__Aim__. Write out every row below word for word, leaving out the pictures.

════════

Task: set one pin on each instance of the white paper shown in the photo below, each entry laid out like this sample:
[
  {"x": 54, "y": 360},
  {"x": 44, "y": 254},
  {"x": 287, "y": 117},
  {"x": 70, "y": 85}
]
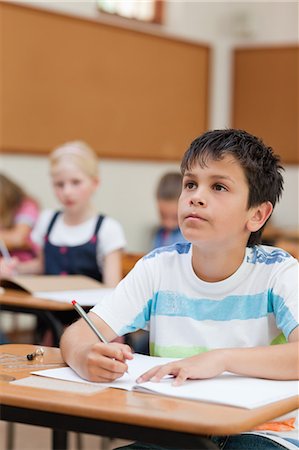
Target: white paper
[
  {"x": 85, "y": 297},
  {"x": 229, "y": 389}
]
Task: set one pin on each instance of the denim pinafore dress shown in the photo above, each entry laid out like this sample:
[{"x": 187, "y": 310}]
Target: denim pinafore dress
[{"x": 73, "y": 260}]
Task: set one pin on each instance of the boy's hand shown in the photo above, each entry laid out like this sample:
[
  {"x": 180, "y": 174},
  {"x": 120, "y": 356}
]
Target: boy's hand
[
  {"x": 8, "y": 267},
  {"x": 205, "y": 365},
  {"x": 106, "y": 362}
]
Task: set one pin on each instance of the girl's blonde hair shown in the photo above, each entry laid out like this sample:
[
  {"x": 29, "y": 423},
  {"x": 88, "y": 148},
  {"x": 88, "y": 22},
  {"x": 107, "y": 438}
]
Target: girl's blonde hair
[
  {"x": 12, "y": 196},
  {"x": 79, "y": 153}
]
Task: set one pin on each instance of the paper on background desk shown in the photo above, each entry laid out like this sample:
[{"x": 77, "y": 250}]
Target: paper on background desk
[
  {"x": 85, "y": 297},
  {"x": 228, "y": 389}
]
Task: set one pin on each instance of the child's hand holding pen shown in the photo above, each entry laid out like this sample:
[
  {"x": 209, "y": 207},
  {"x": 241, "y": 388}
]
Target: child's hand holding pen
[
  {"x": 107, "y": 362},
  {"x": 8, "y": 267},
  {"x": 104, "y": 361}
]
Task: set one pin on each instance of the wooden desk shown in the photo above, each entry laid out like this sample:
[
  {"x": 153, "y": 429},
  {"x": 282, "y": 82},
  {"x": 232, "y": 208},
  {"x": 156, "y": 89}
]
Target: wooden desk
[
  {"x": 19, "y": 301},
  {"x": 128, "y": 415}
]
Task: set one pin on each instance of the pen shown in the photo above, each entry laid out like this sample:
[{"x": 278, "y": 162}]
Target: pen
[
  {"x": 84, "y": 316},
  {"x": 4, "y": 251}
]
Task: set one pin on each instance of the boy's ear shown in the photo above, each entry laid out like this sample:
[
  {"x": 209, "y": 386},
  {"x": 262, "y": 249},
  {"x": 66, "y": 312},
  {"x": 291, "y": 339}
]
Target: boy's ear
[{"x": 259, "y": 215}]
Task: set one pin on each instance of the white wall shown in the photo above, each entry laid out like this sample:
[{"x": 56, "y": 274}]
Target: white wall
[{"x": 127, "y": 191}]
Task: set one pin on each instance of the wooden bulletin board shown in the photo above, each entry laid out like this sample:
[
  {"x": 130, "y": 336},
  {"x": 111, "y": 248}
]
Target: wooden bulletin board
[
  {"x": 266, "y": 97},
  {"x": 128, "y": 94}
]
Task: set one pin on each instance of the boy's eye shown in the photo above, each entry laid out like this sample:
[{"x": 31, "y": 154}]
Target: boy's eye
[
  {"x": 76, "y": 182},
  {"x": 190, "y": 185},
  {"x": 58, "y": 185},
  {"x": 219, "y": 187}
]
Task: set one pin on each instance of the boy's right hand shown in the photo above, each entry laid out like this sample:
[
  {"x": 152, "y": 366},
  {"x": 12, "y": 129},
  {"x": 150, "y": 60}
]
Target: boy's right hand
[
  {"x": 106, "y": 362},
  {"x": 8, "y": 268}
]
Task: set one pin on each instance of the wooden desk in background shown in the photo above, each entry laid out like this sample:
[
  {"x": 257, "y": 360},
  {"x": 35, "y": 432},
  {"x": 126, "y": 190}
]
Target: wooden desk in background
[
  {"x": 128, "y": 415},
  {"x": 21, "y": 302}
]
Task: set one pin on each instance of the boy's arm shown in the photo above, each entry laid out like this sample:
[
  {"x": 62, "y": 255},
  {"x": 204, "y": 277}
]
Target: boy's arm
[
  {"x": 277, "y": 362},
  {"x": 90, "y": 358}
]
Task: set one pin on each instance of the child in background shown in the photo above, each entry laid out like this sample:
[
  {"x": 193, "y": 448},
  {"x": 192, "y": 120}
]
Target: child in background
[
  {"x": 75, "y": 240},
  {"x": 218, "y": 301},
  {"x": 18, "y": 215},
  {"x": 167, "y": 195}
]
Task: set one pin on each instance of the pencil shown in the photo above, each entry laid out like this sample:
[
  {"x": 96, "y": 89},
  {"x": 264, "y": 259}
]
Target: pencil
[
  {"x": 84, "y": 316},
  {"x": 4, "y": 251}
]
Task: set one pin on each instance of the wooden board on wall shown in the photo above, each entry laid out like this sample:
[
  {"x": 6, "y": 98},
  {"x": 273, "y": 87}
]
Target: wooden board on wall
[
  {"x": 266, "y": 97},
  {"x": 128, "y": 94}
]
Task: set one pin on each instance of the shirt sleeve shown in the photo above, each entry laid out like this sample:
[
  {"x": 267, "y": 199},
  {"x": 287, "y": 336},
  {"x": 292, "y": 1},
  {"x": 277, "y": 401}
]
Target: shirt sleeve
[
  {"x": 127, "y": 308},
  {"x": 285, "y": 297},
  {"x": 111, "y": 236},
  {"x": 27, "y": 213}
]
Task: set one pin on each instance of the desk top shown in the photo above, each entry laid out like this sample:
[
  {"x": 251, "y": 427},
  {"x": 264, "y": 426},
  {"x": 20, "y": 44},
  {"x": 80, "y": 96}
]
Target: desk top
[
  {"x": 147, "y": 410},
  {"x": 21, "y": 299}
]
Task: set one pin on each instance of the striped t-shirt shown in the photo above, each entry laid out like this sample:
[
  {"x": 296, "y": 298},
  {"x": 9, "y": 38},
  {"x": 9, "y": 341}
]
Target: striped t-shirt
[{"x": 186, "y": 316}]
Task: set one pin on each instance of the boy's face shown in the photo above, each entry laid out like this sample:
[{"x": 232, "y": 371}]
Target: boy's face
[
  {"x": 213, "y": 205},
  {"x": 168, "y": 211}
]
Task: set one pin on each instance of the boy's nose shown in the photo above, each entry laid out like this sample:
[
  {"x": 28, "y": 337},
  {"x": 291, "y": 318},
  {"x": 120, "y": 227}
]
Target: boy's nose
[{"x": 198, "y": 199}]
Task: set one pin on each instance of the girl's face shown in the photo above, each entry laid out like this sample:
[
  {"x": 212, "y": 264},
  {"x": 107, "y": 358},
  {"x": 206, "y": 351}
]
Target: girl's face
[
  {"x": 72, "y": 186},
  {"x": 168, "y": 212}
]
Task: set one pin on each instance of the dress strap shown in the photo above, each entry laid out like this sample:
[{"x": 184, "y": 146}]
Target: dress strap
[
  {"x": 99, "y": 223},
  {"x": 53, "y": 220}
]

════════

__Response below__.
Task: set one pin on each instance of the white paper shown in the photo below, each entry laid out like this sample:
[
  {"x": 54, "y": 360},
  {"x": 44, "y": 254},
  {"x": 287, "y": 117},
  {"x": 70, "y": 85}
]
Target: white paper
[
  {"x": 85, "y": 297},
  {"x": 229, "y": 389}
]
Task: set one pin on each instance of the denim pinafore dress shown in the photo above, each entry laid out like this sample:
[{"x": 187, "y": 310}]
Target: denim pinafore dress
[{"x": 73, "y": 260}]
Task: set one pin on each instance of the boy's hand shown in the photo above, each entry laid out like this sample:
[
  {"x": 180, "y": 174},
  {"x": 120, "y": 356}
]
Target: boy's hand
[
  {"x": 8, "y": 267},
  {"x": 205, "y": 365},
  {"x": 106, "y": 362}
]
Task: set one pin on each instance of the girl's blonde hair shown in the photo above, each entry laid out like this sample:
[
  {"x": 29, "y": 423},
  {"x": 88, "y": 148},
  {"x": 88, "y": 22},
  {"x": 107, "y": 438}
]
Target: girl's blonde hair
[
  {"x": 12, "y": 196},
  {"x": 79, "y": 153}
]
Task: set one pin on each instance of the paper on background desk shown in the photo above, each entry laid out like this sample:
[{"x": 77, "y": 250}]
Target: paper on background desk
[
  {"x": 85, "y": 297},
  {"x": 228, "y": 389}
]
Task: set one pin on each instance of the child's hand holding pen shown in the photo above, each entry laid out like this sample:
[
  {"x": 209, "y": 207},
  {"x": 241, "y": 388}
]
Target: child's hand holding pen
[
  {"x": 107, "y": 362},
  {"x": 8, "y": 267},
  {"x": 104, "y": 361}
]
Task: set one pin on each instance of the wooden desk shown in the photo above, each entry laid out like this sample:
[
  {"x": 153, "y": 429},
  {"x": 282, "y": 82},
  {"x": 232, "y": 208},
  {"x": 156, "y": 89}
]
Target: wooden desk
[
  {"x": 19, "y": 301},
  {"x": 128, "y": 415}
]
Task: set one pin on each instance of the pen shown in the photo above, each entry laid out like this sample:
[{"x": 278, "y": 162}]
Target: pen
[
  {"x": 84, "y": 316},
  {"x": 4, "y": 251}
]
Task: set one pin on each instance of the boy's ear shown in the photo above, each entry laid out like this sample:
[
  {"x": 209, "y": 386},
  {"x": 262, "y": 249},
  {"x": 66, "y": 312},
  {"x": 291, "y": 339}
]
Target: boy's ear
[{"x": 259, "y": 215}]
Task: set one pin on each instance of the white wall shown in the photo above, each entry laid out like this sample:
[{"x": 56, "y": 274}]
Target: white wall
[{"x": 127, "y": 191}]
Task: set one pin on each instance of the wooden bulletin board shown in the photo above, each entry laid out like this sample:
[
  {"x": 130, "y": 336},
  {"x": 111, "y": 248}
]
Target: wooden bulletin board
[
  {"x": 266, "y": 97},
  {"x": 128, "y": 94}
]
Task: set one pin on each instance of the boy's eye shown in the photo above, each entry laid out like this sample:
[{"x": 31, "y": 154}]
Target: boy's eye
[
  {"x": 76, "y": 182},
  {"x": 190, "y": 185},
  {"x": 58, "y": 185},
  {"x": 219, "y": 187}
]
Task: set one pin on each instance of the boy's right hand shown in the photo above, each entry laid out like this sample:
[
  {"x": 152, "y": 366},
  {"x": 12, "y": 129},
  {"x": 150, "y": 60}
]
Target: boy's right hand
[
  {"x": 106, "y": 362},
  {"x": 8, "y": 268}
]
Task: set one pin on each instance of the wooden desk in background shown in the photo above, each entry laid out like this sample:
[
  {"x": 257, "y": 360},
  {"x": 35, "y": 432},
  {"x": 126, "y": 190}
]
Target: wooden desk in background
[
  {"x": 128, "y": 415},
  {"x": 21, "y": 302}
]
Task: set one pin on each instance of the boy's arm shown in the photo above, each entry laid out like this sample:
[
  {"x": 62, "y": 255},
  {"x": 204, "y": 277}
]
Target: boy's arm
[
  {"x": 277, "y": 362},
  {"x": 90, "y": 358}
]
Task: set one pin on each instance of the child in background shown in the photo above, each entry laid out like this sample:
[
  {"x": 193, "y": 448},
  {"x": 192, "y": 120}
]
Target: child in background
[
  {"x": 75, "y": 240},
  {"x": 218, "y": 301},
  {"x": 18, "y": 215},
  {"x": 167, "y": 195}
]
Task: set one pin on each instance of the pencil shown in the photo above, each entry laid out like this sample:
[
  {"x": 96, "y": 89},
  {"x": 264, "y": 259}
]
Target: pencil
[
  {"x": 84, "y": 316},
  {"x": 4, "y": 251}
]
Task: set one pin on each instance of the wooden board on wall shown in the photo above, each entry laid out like this sample:
[
  {"x": 6, "y": 98},
  {"x": 273, "y": 87}
]
Target: wooden board on wall
[
  {"x": 266, "y": 97},
  {"x": 128, "y": 94}
]
Task: set one pin on each instance of the shirt sleeve shown in the photo above, each entry laid out like this sample:
[
  {"x": 267, "y": 199},
  {"x": 287, "y": 336},
  {"x": 292, "y": 1},
  {"x": 277, "y": 401}
]
Target: shirt sleeve
[
  {"x": 127, "y": 308},
  {"x": 285, "y": 297},
  {"x": 111, "y": 236},
  {"x": 27, "y": 213}
]
Task: set one pin on each instance of the desk top shown in the photo above, each entry laid out like this sample:
[
  {"x": 251, "y": 427},
  {"x": 264, "y": 426},
  {"x": 20, "y": 44},
  {"x": 80, "y": 96}
]
Target: desk top
[
  {"x": 147, "y": 410},
  {"x": 21, "y": 299}
]
Task: set one pin on each instance of the striped t-shirt shown in the photo above, each entry laid out like this sample:
[
  {"x": 296, "y": 298},
  {"x": 9, "y": 38},
  {"x": 9, "y": 341}
]
Target: striped t-shirt
[{"x": 186, "y": 316}]
Task: set one pin on each instance of the boy's face shown in the photo above, each entry laid out like this sample:
[{"x": 232, "y": 371}]
Target: boy's face
[
  {"x": 213, "y": 205},
  {"x": 168, "y": 211}
]
Task: set one pin on each instance of the boy's nose shown in the photo above, each entry laid out like this sample:
[
  {"x": 28, "y": 337},
  {"x": 291, "y": 318},
  {"x": 120, "y": 227}
]
Target: boy's nose
[{"x": 198, "y": 199}]
Task: set one pin on each instance of the girl's face shown in the photo above, each entry laid out like this sample:
[
  {"x": 212, "y": 264},
  {"x": 107, "y": 358},
  {"x": 206, "y": 351}
]
Target: girl's face
[
  {"x": 72, "y": 186},
  {"x": 168, "y": 212}
]
Task: set one pin on each instance of the dress strap shown in the photo above, each entry laid out like this sample:
[{"x": 184, "y": 146}]
Target: dress strap
[
  {"x": 99, "y": 223},
  {"x": 53, "y": 220}
]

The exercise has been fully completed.